TASK ITEM A –
According to the PHIT Act article, what is the maximum deduction for a joint return or a head of household?
TASK ITEM B –
Please continue the PHIT Act article with the text that follows its last sentence.

SELECTED TEXT –
☆ ☆ ☆ ☆ ☆ ☆ ☆

Washington, DC – Legislation currently pending in both houses of the U.S. Congress could soon let you pay for lift tickets, season passes, ski equipment, and more with pre-tax dollars.
The Personal Health Investment Today (PHIT) Act (Senate Bill 2218, and House Resolution 1218) would allow a medical care tax deduction for up to $1,000, or $2,000 for a joint return or a head of household, of qualified sports and fitness expenses defined as “amounts paid exclusively for the sole purpose of participating in a physical activity, including: (1) for membership at a fitness facility, (2) for participation or instruction in physical exercise or activity, or (3) for equipment used in a program (including a self-directed program) of physical exercise or activity,” according to the text of SB2218.
The purpose of the legislation is to increase American health and wellness by promoting increased participation in physical activity, thereby lowering healthcare spending.

☆ ☆ ☆ ☆ ☆ ☆ ☆

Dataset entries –
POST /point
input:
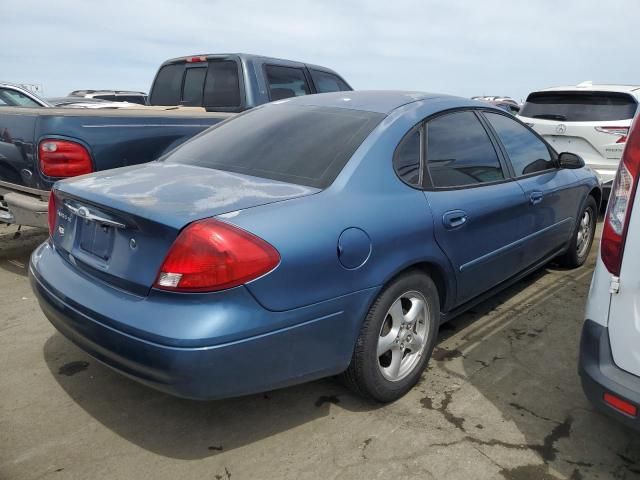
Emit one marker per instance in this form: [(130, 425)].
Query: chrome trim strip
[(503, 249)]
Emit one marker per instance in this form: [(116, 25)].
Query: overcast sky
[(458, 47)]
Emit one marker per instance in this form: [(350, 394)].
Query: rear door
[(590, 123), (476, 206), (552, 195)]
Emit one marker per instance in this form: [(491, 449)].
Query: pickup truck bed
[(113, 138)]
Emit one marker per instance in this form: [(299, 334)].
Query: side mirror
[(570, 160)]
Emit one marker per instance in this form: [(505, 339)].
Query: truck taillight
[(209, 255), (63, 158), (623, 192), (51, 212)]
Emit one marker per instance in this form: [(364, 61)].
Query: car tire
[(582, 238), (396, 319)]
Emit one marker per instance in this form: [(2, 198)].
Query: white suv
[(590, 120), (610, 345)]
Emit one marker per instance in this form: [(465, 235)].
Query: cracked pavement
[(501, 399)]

☆ ☆ ☆ ☆ ☆ ☆ ☆

WRITTEN RESPONSE A –
$2,000

WRITTEN RESPONSE B –
“No one argues that active people aren’t healthier,” asserts Bill Sells, Vice President of Government Relations for the Sports and Fitness Industry Association (SFIA). “We noticed over time a decline in physical activity in America,” and not surprisingly, his organization found that the two biggest barriers to American participation in physical activity were time and money. “We only have 24 hours in a day, so what can we do to help families with the activity cost? We provide incentives to help people save for college education, we created IRAs when we realized that Social Security was not a retirement plan. What can we do with our tax code to incentivize people to get off the couch?”
Under the provisions proposed by the legislation, pre-tax funds would be deposited in a Flexible Spending Account (FSA) that to be used for participation fees or equipment that promotes physical activity. So yes, you could use those pre-tax funds to pay for not only a gym membership or your kid’s soccer fees, but also lift tickets, a season pass, ski lessons or even that new pair of skis.
Eligible expenses have to be spent on fees or equipment that can only be used to participate in a physical activity. “If you want to take your family on a vacation to Vail, don’t try to put your travel or lodging expenses in there,” cautions Sells.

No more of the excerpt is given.